SELECTED EXTRACT —
>>

The road to recovery for people affected by drugs in Dundee is being mapped out by a group of nurses.
The Parish Nurses run drop in services to support those experiencing addiction and homelessness.
Now, they have created the Dundee Recovery Roadmap mobile phone app, bringing together a raft of services that have sprung up in the city to help halt record drug deaths.
“Over the last few years the services that have sprung up have been quite encouraging and we see that in the app,” explained Kirsty Nelson, one of the Parish Nurses.
“It’s full of these amazing services that are there to support, encourage and help people get into the recovery stage of their life.”
Demand for addiction support has never been greater. 72 people died from drugs in Dundee in 2019, earning the city the unenviable title of Europe’s drug death capital per head of population.
Stefan Ward knows only too well the importance of support services. He arrived in Dundee eight years ago addicted to drugs and credits his recovery to the grassroots groups that helped him.
“I was really broken, hitting rock bottom, at that stage of giving up,” said Mr Ward.
“Finding out that Dundee had this unfortunate name for itself as the drug death capital, I thought this was my dead end, this was it and it didn’t look good as that’s where I struggled also.
“But it actually turned out to be the place where I found hope, I found recovery.”

<<

STUDY MATERIAL —
>>

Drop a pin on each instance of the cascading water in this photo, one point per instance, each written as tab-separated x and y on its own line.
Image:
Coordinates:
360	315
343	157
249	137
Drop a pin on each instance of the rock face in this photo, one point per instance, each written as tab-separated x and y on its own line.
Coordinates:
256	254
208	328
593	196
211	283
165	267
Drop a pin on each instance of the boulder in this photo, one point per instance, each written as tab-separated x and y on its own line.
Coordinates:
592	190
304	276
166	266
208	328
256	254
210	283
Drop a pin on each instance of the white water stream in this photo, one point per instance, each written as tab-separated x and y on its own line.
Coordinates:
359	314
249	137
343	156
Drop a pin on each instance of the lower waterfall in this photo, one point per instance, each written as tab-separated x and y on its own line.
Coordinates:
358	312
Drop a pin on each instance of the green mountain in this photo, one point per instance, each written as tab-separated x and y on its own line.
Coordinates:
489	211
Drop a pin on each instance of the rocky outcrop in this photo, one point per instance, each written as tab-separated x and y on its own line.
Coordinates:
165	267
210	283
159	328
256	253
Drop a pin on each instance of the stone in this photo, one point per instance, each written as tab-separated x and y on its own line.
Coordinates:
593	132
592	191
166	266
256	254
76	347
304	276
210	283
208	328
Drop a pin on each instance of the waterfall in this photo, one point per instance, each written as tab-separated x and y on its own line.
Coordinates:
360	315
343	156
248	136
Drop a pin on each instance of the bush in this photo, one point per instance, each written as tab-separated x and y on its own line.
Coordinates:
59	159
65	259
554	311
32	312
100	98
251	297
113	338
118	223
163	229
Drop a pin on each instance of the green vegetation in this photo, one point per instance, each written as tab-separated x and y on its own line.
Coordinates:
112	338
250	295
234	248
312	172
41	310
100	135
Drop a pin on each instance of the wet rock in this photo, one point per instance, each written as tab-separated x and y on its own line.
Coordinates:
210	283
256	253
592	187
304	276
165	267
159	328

<<

WHAT TO DO —
1 - According to the article about the Dundee Recovery Roadmap app, how many people died from drugs in Dundee in 2019?
2 - Reproduce the part of the article about the Dundee Recovery Roadmap app from "Now, they have" up to and including "head of population.", word for word.
3 - Write the next part of the article about the Dundee Recovery Roadmap app, picking up after its final sentence.
The lines are separate material and are unrelated to the article about the Dundee Recovery Roadmap app.

REPLIES —
1 - 72 people died from drugs in Dundee in 2019.

2 -
Now, they have created the Dundee Recovery Roadmap mobile phone app, bringing together a raft of services that have sprung up in the city to help halt record drug deaths.
“Over the last few years the services that have sprung up have been quite encouraging and we see that in the app,” explained Kirsty Nelson, one of the Parish Nurses.
“It’s full of these amazing services that are there to support, encourage and help people get into the recovery stage of their life.”
Demand for addiction support has never been greater. 72 people died from drugs in Dundee in 2019, earning the city the unenviable title of Europe’s drug death capital per head of population.

3 -
Mr Ward now volunteers at the drop-in centre run by the Parish Nurses at the city’s Steeple Church, helping others find the support he says saved his life.
“I discovered these services, the church, they’ve just played a huge part in my recovery and I really am here by the grace of god,” said Mr Ward.
He has helped develop the app – highlighting all the services in the city offering support. One of the services featured is the Safe Zone Bus.
Before coronavirus came along, the bus helped vulnerable people or those leaving pubs and clubs worse for wear.
At the start of the pandemic it was repurposed to help those struggling to access help.
It parks up in the Stobswell and Lochee areas on a Friday and Saturday night, when other services are closed.
Kathryn Baker, Tayside Council on Alcohol chief executive said: “We’ve had people over the winter who have come onto the bus and they’ve had no food, no warm clothing, they’ve had no money for electricity, they’ve had no heating so we’ve been able to provide that crisis help.”
Volunteers on the bus have discovered the power of the pot noodle is a surprising ice breaker.
Neil Sneddon, of Dundee Health and Social Care Partnership, said: “It takes four minutes to make so it gives us four minutes to engage with people.”
“People come here for a pot noodle but they have multiple issues, potentially that we can support them with and if we can’t support them on the bus we know multiple agencies that can and that’s what the cup of tea, the pot noodle allows.”
Denise Fitzsimmons volunteers on the bus and uses her own experience of addiction to help others.
“In June, that’s me six years sober. When I was a kid I never thought I would be a drop-out alcoholic, but I did. But I got better and everybody can get better but only they can do it,” she said.
“Family members are tortured by this. Everybody is affected. It’s heartbreaking. We need to listen to the people and find out what’s going on because we’re getting polluted by drugs. It’s taking over this town.”
The Reconnection Project is also included on the app. Through a series of gardening, woodwork and art workshops they try to get to the root of people’s problems.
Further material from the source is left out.